Begin Text excerpt

# Samyang to announce a 14mm f/2.8 RF and 85mm f/1.4 RF soon



## Canon Rumors Guy (Feb 26, 2019)

> Samyang has plans to announce 8 new lenses by the end of Q2 in 2019. The first lens they announced was the 10mm f/3.5 for the EF mount yesterday.
> It now that Samyang will launch two new manual focus lenses for Canon’s RF mount very soon.
> The two lenses coming will be a 14mm f/2.8 RF and an 85mm f/1.4 RF, as mentioned earlier, these are both manual focus lenses.
> We’re not sure if these are simply mount conversions of existing lenses or new optical designs.



Continue reading...


----------



## andrei1989 (Feb 26, 2019)

they seem to be only mount conversions, like the sony FE versions


----------



## 1Zach1 (Feb 26, 2019)

Well I was planning on getting the EF 14mm version, but I’ll wait and see how these come out.


----------



## BeenThere (Feb 26, 2019)

The OP photos of the lenses appear to have built in extensions to account for the RF flange distance difference from EF. So probably the same old optical formula with a new mount and MF.

End Text excerpt
Begin Extracted data

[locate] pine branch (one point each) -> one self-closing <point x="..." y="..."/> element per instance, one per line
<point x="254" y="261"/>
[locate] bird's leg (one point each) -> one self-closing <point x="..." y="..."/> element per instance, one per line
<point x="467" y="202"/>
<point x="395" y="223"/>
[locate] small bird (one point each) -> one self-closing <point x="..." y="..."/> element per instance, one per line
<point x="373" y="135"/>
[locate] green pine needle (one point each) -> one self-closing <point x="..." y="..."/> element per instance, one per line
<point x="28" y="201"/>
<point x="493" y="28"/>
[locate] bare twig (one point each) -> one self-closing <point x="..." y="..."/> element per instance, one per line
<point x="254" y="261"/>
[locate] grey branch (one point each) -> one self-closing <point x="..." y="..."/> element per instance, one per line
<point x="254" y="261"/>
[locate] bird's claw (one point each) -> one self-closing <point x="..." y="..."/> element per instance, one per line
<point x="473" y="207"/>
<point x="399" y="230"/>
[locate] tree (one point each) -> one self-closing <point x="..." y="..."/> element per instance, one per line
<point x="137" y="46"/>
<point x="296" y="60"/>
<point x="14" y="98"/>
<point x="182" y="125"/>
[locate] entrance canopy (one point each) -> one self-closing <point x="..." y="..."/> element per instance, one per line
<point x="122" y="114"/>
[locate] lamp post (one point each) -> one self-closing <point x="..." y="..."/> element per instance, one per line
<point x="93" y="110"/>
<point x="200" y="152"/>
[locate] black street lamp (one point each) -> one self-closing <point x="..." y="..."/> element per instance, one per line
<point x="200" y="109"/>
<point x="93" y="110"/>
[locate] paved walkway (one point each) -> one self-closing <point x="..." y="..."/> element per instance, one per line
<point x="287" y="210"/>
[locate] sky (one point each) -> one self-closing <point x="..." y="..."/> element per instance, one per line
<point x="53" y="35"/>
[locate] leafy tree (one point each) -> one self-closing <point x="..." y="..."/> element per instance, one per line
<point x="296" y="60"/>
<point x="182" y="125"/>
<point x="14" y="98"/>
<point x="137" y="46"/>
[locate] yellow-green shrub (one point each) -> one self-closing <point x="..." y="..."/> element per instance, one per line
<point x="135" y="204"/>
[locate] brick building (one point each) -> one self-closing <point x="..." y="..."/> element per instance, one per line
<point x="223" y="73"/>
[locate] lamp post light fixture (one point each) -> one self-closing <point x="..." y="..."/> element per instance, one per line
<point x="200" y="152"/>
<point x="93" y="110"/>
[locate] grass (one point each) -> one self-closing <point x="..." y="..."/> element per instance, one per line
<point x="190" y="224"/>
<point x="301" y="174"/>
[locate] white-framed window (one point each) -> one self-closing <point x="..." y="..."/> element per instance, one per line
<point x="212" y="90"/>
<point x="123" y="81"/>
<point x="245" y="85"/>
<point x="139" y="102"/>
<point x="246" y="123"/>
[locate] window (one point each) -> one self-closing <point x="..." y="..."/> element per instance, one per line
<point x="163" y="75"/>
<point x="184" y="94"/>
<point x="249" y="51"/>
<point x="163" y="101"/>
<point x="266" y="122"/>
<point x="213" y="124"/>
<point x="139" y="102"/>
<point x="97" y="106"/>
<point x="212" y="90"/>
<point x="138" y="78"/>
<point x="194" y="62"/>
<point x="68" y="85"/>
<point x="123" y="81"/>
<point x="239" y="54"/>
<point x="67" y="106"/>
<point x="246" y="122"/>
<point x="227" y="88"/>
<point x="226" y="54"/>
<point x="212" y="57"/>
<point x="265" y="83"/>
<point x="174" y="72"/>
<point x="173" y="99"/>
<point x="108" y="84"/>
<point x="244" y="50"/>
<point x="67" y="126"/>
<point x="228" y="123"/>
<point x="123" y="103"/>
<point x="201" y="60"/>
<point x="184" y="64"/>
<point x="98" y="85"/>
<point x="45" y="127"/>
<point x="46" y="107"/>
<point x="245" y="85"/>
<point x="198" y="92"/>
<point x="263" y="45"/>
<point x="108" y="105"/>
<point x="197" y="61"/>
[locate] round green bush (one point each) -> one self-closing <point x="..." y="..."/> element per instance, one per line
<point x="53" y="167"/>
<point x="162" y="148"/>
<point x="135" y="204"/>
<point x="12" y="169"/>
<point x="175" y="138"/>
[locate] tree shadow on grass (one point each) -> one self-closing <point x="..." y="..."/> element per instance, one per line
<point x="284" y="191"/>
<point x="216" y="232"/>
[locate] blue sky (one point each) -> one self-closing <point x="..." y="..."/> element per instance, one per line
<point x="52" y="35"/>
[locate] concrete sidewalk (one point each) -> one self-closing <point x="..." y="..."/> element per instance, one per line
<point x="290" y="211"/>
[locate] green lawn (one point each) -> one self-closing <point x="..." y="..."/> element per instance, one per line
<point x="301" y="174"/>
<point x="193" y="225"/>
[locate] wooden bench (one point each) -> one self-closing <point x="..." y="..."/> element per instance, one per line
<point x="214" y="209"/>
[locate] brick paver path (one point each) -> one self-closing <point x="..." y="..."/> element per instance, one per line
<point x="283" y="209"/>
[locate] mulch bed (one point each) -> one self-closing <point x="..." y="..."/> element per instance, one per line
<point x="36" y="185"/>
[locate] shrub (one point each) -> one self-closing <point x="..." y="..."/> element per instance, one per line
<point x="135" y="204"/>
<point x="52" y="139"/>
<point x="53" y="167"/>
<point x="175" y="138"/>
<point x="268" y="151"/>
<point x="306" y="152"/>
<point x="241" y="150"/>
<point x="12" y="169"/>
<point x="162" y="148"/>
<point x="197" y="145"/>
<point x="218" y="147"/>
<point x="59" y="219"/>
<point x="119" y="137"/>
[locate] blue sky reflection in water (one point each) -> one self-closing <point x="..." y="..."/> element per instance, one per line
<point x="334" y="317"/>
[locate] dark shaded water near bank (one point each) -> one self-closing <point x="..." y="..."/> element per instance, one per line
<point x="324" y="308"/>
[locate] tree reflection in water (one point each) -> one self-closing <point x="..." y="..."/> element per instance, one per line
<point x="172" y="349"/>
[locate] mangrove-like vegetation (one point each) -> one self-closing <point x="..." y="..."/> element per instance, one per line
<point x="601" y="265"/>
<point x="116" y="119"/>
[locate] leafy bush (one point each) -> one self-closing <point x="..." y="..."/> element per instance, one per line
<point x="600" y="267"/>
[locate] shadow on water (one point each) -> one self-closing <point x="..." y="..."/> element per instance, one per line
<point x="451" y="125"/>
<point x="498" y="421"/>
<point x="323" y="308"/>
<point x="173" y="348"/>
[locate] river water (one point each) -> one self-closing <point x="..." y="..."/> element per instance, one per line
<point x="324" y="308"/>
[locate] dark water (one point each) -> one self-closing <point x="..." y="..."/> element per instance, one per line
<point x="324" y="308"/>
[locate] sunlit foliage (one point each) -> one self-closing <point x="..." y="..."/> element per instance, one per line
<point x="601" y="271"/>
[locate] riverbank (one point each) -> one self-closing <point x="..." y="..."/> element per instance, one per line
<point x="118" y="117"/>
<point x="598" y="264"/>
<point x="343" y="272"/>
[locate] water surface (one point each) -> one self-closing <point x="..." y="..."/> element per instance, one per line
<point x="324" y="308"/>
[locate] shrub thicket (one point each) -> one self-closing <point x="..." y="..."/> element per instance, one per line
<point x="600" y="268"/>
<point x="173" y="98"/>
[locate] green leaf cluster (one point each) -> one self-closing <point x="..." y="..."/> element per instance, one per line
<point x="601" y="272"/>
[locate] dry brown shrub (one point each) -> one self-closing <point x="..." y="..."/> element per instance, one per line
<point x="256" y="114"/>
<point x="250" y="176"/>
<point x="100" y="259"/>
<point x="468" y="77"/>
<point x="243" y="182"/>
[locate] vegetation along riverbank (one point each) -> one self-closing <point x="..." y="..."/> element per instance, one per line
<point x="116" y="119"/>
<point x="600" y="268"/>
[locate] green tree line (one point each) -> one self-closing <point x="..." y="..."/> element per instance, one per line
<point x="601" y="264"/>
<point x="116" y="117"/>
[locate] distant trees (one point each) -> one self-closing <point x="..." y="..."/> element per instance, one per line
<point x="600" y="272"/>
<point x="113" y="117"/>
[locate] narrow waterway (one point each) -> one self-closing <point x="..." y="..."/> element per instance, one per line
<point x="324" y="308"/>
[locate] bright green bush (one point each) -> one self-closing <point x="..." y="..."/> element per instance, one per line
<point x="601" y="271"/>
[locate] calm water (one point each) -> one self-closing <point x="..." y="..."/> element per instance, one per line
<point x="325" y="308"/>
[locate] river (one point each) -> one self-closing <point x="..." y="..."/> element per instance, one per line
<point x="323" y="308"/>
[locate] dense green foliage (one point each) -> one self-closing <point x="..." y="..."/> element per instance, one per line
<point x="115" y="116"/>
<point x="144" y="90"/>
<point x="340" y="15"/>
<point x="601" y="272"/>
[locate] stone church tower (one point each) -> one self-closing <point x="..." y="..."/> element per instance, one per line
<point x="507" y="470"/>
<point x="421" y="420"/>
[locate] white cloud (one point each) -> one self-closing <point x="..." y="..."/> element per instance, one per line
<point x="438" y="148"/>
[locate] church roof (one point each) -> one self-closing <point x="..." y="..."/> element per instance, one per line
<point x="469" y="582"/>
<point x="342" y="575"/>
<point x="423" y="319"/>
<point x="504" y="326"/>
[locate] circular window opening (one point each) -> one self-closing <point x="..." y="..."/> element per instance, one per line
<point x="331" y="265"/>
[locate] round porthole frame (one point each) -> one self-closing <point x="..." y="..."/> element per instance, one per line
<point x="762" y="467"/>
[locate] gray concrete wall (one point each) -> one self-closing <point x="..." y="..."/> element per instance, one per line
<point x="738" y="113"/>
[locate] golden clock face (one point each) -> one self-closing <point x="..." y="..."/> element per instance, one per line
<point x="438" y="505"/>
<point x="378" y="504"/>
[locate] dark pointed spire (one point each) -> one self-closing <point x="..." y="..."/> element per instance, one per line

End Extracted data

The tasks:
1: For the forum thread on Samyang's RF lenses, decide whether each statement agrees with it. Answer yes or no for each, and quote the words that decide it. (a) Samyang's first announced lens was a 10mm f/3.5 for the EF mount. (b) The 14mm and 85mm RF lenses will both have autofocus. (c) 1Zach1 has already bought the EF 14mm version.
2: Continue the forum thread on Samyang's RF lenses, beginning after its last post.

Per-task outputs:
1:
(a) Yes: "The first lens they announced was the 10mm f/3.5 for the EF mount yesterday."
(b) No: "these are both manual focus lenses."
(c) No: "Well I was planning on getting the EF 14mm version, but I’ll wait and see how these come out."

2:
----------



## Tom W (Feb 26, 2019)

andrei1989 said:


> they seem to be only mount conversions, like the sony FE versions


Most likely. A quick, inexpensive way for Samyang to get into the RF mount. And 2 reasonably good spots to hit, the 14 and 85.


----------



## LSXPhotog (Feb 26, 2019)

I really like the wide angle options we may have for the RF mount by the end of the year.


----------



## Treyarnon (Feb 26, 2019)

BeenThere said:


> The OP photos of the lenses appear to have built in extensions to account for the RF flange distance difference from EF. So probably the same old optical formula with a new mount and MF.



Strange then that they are using the older manual focus optical design and not their newer AF one.


----------



## Tom W (Feb 26, 2019)

Treyarnon said:


> Strange then that they are using the older manual focus optical design and not their newer AF one.



They probably don't have the technology to do AF on the RF mount yet. They're barely getting into AF on the EF mount.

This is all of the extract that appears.